EJERCICIO 1 - Según el fragmento sobre Tiberio, ¿de quién parece este César un antecesor en muchas cosas?
EJERCICIO 2 - Enumera todas las nacionalidades de historiadores que se mencionan en el fragmento sobre Tiberio.
EJERCICIO 3 - Resume el fragmento sobre Tiberio en dos oraciones.

FRAGMENTO PROPORCIONADO -

Después vinieron las revisiones apologéticas de los historiadores franceses, alemanes e ingleses, muchos de ellos henchidos de puritanismo protestante; porque en verdad, en muchas cosas, este César parece un antecesor de Calvino. Y, finalmente, otros, italianos, propicios a favor del nacionalismo actual de su patria a estas reivindicaciones de los héroes de la Roma antigua. Mas sería inexacto decir que la rehabilitación y aun la glorificación de Tiberio es sólo obra del prejuicio sectario o nacionalista. Es evidente que estos sentimientos han encontrado injerto propicio en el hecho de las indudables virtudes políticas que poseyó el odiado César; que ya constan, por cierto, en los libros de sus contemporáneos, mucho menos apasionados de lo que se dice: ellos nos contaron, es cierto, sus cualidades malas, pero ¿quién, sino ellos, nos enseñaron también las excelsas?

DATOS DISPONIBLES -
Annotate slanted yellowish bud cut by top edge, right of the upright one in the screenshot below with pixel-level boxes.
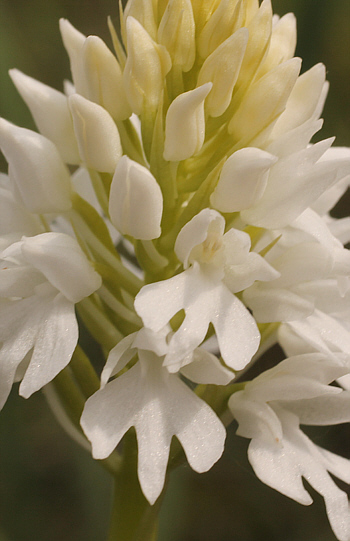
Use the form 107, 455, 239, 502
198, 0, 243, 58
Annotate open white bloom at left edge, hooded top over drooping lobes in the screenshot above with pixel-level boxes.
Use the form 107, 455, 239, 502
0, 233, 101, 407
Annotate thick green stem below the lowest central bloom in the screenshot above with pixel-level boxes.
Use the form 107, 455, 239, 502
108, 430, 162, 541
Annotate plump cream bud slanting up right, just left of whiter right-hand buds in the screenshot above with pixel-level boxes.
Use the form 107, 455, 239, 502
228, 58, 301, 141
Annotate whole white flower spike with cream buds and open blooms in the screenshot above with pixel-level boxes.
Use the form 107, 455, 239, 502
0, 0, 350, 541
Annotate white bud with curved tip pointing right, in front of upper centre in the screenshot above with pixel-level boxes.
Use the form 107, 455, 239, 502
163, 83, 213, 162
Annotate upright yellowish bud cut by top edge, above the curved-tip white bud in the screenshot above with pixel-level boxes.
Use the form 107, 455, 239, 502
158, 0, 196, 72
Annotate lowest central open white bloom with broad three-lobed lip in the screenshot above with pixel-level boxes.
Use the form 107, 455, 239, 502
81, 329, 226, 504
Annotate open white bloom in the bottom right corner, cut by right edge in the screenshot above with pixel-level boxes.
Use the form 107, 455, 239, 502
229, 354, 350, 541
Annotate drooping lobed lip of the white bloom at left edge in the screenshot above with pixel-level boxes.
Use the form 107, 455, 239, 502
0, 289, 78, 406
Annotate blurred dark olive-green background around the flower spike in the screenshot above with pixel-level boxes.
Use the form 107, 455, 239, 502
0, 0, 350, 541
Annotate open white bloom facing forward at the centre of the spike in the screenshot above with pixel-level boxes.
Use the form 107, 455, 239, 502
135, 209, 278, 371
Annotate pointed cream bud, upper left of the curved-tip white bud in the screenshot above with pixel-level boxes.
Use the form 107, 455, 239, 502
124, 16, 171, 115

TU SOLUCIÓN 1 - De Calvino.

TU SOLUCIÓN 2 - Franceses, alemanes, ingleses e italianos.

TU SOLUCIÓN 3 - Historiadores franceses, alemanes e ingleses, muchos de ellos puritanos protestantes, y otros italianos inclinados al nacionalismo de su patria hicieron revisiones apologéticas de Tiberio. Sin embargo, su rehabilitación y aun su glorificación no se deben solo al prejuicio sectario o nacionalista, sino también a sus indudables virtudes políticas, que ya constan en los libros de sus contemporáneos, quienes contaron tanto sus cualidades malas como las excelsas.